Data extracted from a collection -

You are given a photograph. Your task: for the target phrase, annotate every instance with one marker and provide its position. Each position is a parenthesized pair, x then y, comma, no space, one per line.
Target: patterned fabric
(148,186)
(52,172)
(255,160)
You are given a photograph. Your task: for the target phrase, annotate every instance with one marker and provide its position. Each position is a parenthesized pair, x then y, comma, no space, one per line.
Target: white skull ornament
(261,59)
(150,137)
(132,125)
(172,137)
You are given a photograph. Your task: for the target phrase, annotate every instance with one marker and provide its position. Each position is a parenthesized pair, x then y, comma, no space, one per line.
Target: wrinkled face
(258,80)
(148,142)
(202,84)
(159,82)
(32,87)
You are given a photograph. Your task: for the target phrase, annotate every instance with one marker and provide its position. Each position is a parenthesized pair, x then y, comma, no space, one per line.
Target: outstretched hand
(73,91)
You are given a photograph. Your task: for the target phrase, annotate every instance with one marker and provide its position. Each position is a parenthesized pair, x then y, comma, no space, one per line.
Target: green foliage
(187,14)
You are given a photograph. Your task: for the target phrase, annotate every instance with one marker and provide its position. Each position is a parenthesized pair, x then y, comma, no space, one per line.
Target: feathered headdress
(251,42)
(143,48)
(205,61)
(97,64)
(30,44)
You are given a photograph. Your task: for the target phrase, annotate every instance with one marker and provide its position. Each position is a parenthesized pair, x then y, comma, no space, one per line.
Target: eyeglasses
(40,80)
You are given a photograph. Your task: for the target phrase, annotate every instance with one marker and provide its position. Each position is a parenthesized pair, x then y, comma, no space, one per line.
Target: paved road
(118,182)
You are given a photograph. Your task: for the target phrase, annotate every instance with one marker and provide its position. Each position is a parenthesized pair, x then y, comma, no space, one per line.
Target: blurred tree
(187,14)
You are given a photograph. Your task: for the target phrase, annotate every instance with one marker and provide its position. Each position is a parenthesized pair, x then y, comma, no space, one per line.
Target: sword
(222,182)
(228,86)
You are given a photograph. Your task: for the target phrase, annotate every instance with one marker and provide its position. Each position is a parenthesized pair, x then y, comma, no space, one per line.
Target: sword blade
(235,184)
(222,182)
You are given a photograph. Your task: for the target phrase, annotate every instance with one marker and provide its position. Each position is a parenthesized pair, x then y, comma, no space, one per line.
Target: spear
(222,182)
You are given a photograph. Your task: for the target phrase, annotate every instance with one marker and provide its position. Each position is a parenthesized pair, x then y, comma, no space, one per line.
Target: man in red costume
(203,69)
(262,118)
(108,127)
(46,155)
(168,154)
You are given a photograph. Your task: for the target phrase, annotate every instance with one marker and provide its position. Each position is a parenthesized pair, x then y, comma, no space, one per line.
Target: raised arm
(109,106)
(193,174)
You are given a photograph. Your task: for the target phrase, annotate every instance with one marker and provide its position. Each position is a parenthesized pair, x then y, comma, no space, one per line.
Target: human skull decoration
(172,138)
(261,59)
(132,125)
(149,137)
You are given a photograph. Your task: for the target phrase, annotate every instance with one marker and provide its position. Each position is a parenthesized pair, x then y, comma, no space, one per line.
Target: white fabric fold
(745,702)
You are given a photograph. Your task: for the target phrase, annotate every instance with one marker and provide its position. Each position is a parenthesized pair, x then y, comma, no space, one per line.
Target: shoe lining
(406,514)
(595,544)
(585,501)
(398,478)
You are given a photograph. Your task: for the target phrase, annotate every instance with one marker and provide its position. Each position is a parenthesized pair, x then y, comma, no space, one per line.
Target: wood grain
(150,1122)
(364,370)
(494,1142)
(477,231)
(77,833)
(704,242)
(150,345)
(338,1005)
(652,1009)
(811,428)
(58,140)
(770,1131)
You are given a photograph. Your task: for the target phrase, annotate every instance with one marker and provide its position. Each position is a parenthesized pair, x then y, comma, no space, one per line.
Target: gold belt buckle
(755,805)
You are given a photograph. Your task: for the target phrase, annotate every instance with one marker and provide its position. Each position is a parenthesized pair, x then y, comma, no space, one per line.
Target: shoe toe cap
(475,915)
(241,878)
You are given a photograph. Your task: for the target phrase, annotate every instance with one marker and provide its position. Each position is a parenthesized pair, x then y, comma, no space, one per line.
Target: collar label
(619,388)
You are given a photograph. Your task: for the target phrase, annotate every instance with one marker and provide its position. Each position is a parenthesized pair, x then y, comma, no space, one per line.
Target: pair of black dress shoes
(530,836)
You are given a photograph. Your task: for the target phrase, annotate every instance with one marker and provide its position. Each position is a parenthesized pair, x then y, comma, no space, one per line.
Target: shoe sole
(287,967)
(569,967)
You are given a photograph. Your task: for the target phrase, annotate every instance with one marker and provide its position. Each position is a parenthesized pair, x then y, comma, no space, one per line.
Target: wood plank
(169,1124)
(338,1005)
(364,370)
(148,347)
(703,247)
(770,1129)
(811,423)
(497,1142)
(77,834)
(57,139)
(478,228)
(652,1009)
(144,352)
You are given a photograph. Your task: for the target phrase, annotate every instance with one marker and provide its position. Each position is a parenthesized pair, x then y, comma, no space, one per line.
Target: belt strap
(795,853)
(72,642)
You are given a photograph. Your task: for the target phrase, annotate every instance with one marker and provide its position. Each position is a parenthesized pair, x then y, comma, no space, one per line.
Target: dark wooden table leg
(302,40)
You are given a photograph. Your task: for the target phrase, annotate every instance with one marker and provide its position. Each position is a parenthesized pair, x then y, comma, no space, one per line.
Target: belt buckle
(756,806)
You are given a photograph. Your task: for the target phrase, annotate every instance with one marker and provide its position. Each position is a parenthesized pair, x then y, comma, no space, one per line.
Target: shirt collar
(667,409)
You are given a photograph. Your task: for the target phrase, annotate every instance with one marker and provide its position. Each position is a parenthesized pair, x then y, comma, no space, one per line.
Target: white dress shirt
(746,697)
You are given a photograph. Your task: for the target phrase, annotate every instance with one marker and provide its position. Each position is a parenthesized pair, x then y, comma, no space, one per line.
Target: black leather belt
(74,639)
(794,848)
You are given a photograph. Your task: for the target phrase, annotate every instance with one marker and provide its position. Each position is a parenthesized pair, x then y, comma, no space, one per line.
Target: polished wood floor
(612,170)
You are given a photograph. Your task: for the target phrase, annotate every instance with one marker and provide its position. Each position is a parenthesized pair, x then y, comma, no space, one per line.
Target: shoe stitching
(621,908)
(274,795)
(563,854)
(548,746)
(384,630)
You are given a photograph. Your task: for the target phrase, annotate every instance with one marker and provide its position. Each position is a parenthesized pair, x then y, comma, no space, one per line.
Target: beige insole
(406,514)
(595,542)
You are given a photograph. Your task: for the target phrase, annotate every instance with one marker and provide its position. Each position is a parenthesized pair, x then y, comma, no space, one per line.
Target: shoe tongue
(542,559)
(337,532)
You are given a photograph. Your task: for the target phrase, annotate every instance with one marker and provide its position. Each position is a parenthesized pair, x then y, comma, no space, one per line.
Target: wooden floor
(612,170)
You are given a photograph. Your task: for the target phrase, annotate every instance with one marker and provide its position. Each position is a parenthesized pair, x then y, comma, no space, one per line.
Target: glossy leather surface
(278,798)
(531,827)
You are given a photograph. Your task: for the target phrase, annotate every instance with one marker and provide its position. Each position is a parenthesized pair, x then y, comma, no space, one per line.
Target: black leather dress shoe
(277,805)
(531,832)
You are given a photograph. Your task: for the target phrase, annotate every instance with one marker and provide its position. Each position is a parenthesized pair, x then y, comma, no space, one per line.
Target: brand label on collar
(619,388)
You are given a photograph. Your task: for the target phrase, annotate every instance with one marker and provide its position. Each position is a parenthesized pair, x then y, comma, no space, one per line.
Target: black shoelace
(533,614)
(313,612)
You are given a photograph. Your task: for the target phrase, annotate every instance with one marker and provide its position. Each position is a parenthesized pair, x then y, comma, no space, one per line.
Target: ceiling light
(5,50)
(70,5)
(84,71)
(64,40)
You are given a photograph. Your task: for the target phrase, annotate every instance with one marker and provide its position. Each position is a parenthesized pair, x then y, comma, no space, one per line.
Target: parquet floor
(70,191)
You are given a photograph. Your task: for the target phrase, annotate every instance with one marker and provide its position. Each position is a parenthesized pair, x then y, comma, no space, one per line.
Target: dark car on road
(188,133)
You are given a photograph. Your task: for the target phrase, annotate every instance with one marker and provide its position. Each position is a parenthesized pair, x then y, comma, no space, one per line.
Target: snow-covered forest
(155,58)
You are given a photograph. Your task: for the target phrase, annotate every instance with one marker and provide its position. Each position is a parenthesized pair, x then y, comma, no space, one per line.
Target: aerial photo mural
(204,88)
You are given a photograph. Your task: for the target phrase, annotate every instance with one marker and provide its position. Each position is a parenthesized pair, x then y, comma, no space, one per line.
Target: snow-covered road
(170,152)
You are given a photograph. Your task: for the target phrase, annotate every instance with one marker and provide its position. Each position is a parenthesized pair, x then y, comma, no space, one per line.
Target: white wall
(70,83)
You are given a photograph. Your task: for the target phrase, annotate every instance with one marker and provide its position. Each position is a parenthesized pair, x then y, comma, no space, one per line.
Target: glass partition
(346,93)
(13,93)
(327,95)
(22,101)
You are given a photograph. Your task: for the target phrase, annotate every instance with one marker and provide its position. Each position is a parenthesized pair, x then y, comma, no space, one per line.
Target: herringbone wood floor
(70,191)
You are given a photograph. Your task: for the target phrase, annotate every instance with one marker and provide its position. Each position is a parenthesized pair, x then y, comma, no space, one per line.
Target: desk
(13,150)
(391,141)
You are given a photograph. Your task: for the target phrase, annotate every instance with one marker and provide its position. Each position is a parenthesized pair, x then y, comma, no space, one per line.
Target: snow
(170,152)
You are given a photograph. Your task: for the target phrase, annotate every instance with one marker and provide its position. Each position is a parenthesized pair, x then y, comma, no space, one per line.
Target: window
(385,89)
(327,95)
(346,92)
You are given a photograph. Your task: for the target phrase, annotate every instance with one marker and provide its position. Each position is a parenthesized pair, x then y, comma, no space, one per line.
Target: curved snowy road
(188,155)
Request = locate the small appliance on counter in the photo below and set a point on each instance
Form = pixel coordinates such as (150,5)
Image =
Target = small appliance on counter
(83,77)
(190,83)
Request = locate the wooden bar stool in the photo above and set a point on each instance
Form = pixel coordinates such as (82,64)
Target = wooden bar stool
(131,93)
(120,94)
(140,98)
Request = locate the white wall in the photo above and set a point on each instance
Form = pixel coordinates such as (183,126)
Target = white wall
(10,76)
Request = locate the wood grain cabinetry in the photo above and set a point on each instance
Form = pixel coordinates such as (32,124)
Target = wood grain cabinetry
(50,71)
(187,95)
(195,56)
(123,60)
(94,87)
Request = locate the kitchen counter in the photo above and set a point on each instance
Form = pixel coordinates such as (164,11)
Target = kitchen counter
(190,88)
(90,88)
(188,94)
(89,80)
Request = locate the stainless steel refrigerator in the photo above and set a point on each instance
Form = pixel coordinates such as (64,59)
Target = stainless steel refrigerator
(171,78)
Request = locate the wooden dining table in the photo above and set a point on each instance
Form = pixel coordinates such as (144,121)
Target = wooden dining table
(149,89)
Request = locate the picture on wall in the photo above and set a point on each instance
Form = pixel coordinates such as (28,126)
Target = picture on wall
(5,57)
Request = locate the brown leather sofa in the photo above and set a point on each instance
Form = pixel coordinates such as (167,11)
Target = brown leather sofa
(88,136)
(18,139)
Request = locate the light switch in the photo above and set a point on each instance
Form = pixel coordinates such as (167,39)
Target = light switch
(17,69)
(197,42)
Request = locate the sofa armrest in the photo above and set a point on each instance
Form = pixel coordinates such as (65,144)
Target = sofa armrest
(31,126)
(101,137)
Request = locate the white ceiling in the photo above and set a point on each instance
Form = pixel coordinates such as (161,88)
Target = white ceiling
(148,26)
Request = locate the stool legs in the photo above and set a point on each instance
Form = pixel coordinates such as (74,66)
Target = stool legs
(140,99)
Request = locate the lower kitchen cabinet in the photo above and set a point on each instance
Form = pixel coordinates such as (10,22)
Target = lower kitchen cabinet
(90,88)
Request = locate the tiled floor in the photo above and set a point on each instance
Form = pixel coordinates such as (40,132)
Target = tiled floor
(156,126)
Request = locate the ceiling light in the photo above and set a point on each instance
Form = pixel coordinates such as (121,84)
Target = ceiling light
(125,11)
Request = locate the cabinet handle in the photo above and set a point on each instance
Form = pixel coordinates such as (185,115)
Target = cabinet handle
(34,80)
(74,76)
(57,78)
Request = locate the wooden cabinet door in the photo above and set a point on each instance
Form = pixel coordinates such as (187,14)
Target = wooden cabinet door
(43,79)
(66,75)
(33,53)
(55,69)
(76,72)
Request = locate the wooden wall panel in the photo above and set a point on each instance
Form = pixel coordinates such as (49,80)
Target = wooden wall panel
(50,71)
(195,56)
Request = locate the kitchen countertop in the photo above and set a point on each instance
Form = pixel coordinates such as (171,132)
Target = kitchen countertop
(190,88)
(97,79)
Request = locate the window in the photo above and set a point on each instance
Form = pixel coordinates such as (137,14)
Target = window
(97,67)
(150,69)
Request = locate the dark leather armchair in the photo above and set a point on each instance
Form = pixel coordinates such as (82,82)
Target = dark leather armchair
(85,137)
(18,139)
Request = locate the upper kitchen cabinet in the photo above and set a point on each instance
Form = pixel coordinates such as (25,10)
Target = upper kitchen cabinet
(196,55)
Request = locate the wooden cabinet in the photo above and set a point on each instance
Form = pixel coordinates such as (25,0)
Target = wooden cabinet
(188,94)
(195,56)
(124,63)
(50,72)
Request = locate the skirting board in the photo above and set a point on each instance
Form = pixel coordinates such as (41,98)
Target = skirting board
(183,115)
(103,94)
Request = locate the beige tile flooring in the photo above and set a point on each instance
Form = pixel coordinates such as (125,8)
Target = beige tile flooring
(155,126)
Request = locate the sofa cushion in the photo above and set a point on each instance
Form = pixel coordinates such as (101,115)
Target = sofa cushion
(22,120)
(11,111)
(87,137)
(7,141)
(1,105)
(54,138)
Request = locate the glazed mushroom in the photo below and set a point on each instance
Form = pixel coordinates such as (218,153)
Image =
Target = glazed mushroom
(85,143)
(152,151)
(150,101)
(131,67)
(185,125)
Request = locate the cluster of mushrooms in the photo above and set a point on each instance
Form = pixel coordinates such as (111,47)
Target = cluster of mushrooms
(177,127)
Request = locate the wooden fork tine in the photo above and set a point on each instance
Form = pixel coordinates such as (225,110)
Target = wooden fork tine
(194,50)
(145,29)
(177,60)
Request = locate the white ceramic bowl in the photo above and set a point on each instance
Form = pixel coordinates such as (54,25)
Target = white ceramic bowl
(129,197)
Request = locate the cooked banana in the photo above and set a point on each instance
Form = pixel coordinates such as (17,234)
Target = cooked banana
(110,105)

PROBLEM REQUIREMENTS -
Taking the entries above, write out exactly each line from the one holding "Request = locate the kitchen counter in" to the one holding "Form = pixel coordinates such as (144,121)", both included, and stop there.

FINISHED EXERCISE -
Request = locate the kitchen counter in the photo above and set a point on each instance
Form = pixel coordinates such as (164,11)
Target = kitchen counter
(190,88)
(90,88)
(188,94)
(89,80)
Request = locate the stainless steel refrigerator in the photo above and set a point on each instance
Form = pixel coordinates such as (64,59)
Target = stainless steel refrigerator
(171,78)
Request = locate the wooden dining table in the photo above and set a point on each instance
Form = pixel coordinates such as (144,121)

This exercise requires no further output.